## Problem statement
Present the part of the rows that opens with the line containing "cliff face --return=outline" and closes at the end of the rows as a numbered list, with both ends included and blank lines left out.

--*--

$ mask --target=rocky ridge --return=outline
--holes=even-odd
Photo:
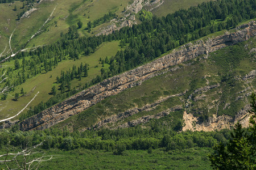
[[[140,85],[142,82],[156,75],[168,71],[172,66],[192,60],[202,55],[232,45],[256,35],[255,21],[243,26],[243,29],[236,32],[226,33],[207,40],[199,40],[183,45],[172,53],[151,63],[108,78],[35,115],[20,124],[22,130],[44,129],[61,122],[69,116],[77,114],[102,101],[106,97],[116,95],[128,88]]]
[[[111,24],[100,28],[97,31],[99,33],[97,33],[96,36],[108,35],[114,31],[119,30],[123,27],[131,27],[134,24],[137,24],[135,14],[141,11],[143,7],[146,7],[147,10],[150,11],[159,7],[163,3],[163,0],[134,0],[131,4],[128,5],[126,10],[122,12],[122,14],[123,17],[111,20]],[[117,25],[119,25],[119,26],[117,26]]]

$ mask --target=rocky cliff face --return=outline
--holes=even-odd
[[[255,22],[243,26],[242,29],[207,40],[188,43],[162,58],[121,75],[108,78],[61,103],[20,122],[20,130],[44,129],[77,114],[128,88],[138,86],[156,75],[167,71],[168,67],[229,45],[246,41],[256,35]]]
[[[108,35],[114,31],[119,30],[123,27],[131,27],[134,24],[137,24],[135,14],[138,14],[144,7],[146,10],[151,11],[161,6],[163,2],[163,0],[134,0],[132,3],[128,5],[126,9],[122,12],[123,17],[122,18],[113,19],[110,22],[110,25],[97,31],[100,32],[96,36]],[[117,25],[119,26],[117,26]]]

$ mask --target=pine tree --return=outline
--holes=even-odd
[[[256,168],[256,97],[251,96],[253,125],[245,131],[238,122],[232,133],[232,139],[226,146],[219,143],[214,146],[214,153],[209,156],[212,166],[216,169],[255,169]]]

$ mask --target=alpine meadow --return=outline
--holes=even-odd
[[[255,36],[255,0],[0,0],[0,169],[256,169]]]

--*--

## Answer to this problem
1. $ mask --target=rocky cliff face --return=outline
2. --holes=even-odd
3. [[[255,22],[243,26],[242,29],[207,40],[188,43],[162,58],[121,75],[108,78],[61,103],[20,122],[20,130],[44,129],[77,114],[128,88],[138,86],[156,75],[167,71],[168,67],[229,45],[246,41],[256,35]]]
4. [[[108,35],[114,31],[119,30],[123,27],[131,27],[134,24],[137,24],[135,14],[138,14],[144,7],[146,10],[151,11],[161,6],[163,2],[163,0],[134,0],[132,3],[128,5],[126,9],[122,12],[123,17],[122,18],[113,19],[110,22],[110,25],[97,31],[100,32],[96,36]],[[117,25],[119,26],[117,26]]]
5. $ mask --target=pine tree --return=outline
6. --holes=even-odd
7. [[[256,168],[256,97],[251,96],[253,125],[245,131],[238,122],[232,133],[232,139],[226,146],[219,143],[214,146],[214,153],[209,156],[212,166],[216,169],[255,169]]]
8. $ mask --target=alpine meadow --return=outline
9. --holes=even-odd
10. [[[255,36],[255,0],[0,0],[0,169],[256,169]]]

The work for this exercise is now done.